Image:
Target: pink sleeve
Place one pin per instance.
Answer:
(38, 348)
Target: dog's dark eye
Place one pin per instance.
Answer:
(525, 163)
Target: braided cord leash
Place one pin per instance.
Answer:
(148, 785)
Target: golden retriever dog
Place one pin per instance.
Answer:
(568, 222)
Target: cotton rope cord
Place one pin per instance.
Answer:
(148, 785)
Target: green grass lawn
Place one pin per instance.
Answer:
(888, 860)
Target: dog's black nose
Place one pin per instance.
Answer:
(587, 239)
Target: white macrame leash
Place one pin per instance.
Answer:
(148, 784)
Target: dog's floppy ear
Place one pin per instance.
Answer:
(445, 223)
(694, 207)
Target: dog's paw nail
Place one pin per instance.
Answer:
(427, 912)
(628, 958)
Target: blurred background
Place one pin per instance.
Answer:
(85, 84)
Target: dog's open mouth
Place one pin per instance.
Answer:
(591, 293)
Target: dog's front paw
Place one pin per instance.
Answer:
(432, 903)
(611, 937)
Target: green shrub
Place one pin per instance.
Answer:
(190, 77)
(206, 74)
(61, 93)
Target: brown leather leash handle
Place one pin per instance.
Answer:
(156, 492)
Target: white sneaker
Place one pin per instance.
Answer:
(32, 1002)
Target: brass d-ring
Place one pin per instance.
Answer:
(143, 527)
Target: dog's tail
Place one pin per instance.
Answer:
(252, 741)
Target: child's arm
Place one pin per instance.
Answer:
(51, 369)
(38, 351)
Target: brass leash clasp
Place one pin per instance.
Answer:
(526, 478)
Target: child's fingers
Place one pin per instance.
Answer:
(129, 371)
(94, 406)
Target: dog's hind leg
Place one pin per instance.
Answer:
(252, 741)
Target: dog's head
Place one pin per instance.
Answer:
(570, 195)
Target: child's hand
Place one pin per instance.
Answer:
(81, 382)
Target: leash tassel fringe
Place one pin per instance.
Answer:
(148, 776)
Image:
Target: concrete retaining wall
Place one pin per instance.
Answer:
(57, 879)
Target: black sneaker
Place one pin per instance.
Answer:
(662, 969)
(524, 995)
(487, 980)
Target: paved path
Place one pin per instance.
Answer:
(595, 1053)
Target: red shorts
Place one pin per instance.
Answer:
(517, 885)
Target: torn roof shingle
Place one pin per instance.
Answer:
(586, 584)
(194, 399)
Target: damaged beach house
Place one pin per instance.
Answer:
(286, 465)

● Short task
Render every line of the items above as a Markdown table with the columns Row and Line, numbering each row and leaving out blank lines.

● Expected answer
| Row | Line |
|---|---|
| 1 | Image: |
| 2 | Target: pink sleeve |
| 3 | Place one pin per instance. |
| 4 | Answer: |
| 5 | (38, 348) |
| 6 | Target: dog's dark eye |
| 7 | Place one pin per instance. |
| 8 | Answer: |
| 9 | (525, 163) |
| 10 | Target: braided cord leash |
| 11 | Place one pin per instance. |
| 12 | Answer: |
| 13 | (148, 785) |
| 14 | Target: golden retriever dog |
| 15 | Place one pin per instance. |
| 16 | Answer: |
| 17 | (568, 222) |
| 18 | Target: cotton rope cord |
| 19 | Place one pin per instance. |
| 20 | Answer: |
| 21 | (148, 785) |
| 22 | Target: green grass lawn |
| 23 | Place one pin per instance. |
| 24 | Answer: |
| 25 | (888, 860) |
| 26 | Target: dog's black nose |
| 27 | Place one pin per instance. |
| 28 | Answer: |
| 29 | (587, 239) |
| 30 | Target: white macrame leash |
| 31 | Place one pin per instance. |
| 32 | Answer: |
| 33 | (148, 784) |
| 34 | Target: dog's floppy ear |
| 35 | Place one pin per instance. |
| 36 | Answer: |
| 37 | (445, 223) |
| 38 | (694, 207) |
| 39 | Target: dog's paw nail |
| 40 | Place one pin per instance. |
| 41 | Answer: |
| 42 | (427, 912) |
| 43 | (628, 958) |
| 44 | Target: blurred background |
| 45 | Place one pin per instance. |
| 46 | Answer: |
| 47 | (85, 84) |
| 48 | Target: dog's open mouth |
| 49 | Place one pin per instance. |
| 50 | Answer: |
| 51 | (591, 293) |
| 52 | Target: dog's front paw |
| 53 | Place one pin per instance. |
| 54 | Answer: |
| 55 | (432, 903) |
| 56 | (611, 937) |
| 57 | Target: green shrub |
| 58 | Place one pin per instance. |
| 59 | Answer: |
| 60 | (190, 77) |
| 61 | (206, 74) |
| 62 | (61, 93) |
| 63 | Target: brown leather leash handle |
| 64 | Place one pin per instance. |
| 65 | Answer: |
| 66 | (156, 492) |
| 67 | Target: white sneaker |
| 68 | Place one pin per instance. |
| 69 | Answer: |
| 70 | (32, 1002) |
| 71 | Target: brass d-ring |
| 72 | Place one pin per instance. |
| 73 | Answer: |
| 74 | (143, 527) |
| 75 | Target: dog's tail |
| 76 | Place one pin per instance. |
| 77 | Answer: |
| 78 | (252, 741) |
| 79 | Target: child's arm |
| 80 | Place one pin per instance. |
| 81 | Answer: |
| 82 | (51, 369) |
| 83 | (38, 351) |
| 84 | Target: brass leash clasp |
| 85 | Place one pin per instance. |
| 86 | Answer: |
| 87 | (526, 478) |
| 88 | Target: child's fingers |
| 89 | Place one pin per instance. |
| 90 | Answer: |
| 91 | (129, 371) |
| 92 | (94, 406) |
| 93 | Target: dog's hind leg |
| 94 | Place one pin per instance. |
| 95 | Answer: |
| 96 | (252, 741) |
| 97 | Target: dog's head |
| 98 | Place one pin per instance. |
| 99 | Answer: |
| 100 | (570, 195) |
| 101 | Target: child's hand |
| 102 | Place one pin per instance. |
| 103 | Answer: |
| 104 | (81, 382) |
| 105 | Target: leash tassel fringe |
| 106 | Place one pin per instance. |
| 107 | Answer: |
| 108 | (148, 776) |
| 109 | Image: |
| 110 | Target: concrete retaining wall |
| 111 | Place one pin per instance. |
| 112 | Answer: |
| 113 | (57, 879) |
| 114 | Target: black sneaker |
| 115 | Place one pin per instance. |
| 116 | Answer: |
| 117 | (662, 969) |
| 118 | (524, 995) |
| 119 | (487, 980) |
| 120 | Target: paved path |
| 121 | Place one pin per instance. |
| 122 | Answer: |
| 123 | (595, 1053) |
| 124 | Target: red shorts |
| 125 | Place one pin per instance. |
| 126 | Answer: |
| 127 | (517, 885) |
| 128 | Target: torn roof shingle |
| 129 | Place one pin per instance. |
| 130 | Answer: |
| 131 | (586, 584) |
| 132 | (194, 399) |
| 133 | Target: damaged beach house |
| 134 | Place one pin per instance. |
| 135 | Answer: |
| 136 | (286, 465) |